• _Study material_:
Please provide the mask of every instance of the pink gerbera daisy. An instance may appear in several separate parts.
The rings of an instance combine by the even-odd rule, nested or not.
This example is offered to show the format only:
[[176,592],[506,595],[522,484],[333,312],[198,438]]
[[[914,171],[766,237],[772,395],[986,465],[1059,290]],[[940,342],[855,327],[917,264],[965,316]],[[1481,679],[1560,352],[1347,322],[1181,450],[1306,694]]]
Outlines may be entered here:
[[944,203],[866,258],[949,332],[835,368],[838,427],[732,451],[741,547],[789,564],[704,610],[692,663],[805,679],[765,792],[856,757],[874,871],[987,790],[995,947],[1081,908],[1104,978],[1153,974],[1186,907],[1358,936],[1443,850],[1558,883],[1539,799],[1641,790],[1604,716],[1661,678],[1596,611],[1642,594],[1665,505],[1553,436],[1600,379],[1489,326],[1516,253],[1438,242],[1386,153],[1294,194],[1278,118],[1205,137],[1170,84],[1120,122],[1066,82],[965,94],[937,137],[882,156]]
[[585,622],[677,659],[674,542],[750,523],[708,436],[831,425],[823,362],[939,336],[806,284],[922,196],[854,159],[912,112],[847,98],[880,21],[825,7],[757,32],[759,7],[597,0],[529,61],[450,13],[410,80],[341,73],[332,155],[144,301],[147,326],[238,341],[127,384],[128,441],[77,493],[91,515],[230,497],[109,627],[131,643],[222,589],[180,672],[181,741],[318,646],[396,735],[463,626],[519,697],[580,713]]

• _Goal of the exercise_:
Only the lines containing the string "instance" are needed; pull them out of the records.

• _Result of this exercise_:
Please provide the mask of every instance of the pink gerbera daisy. An instance may appear in several separate parts.
The rings of an instance combine by the even-odd rule, nested or not.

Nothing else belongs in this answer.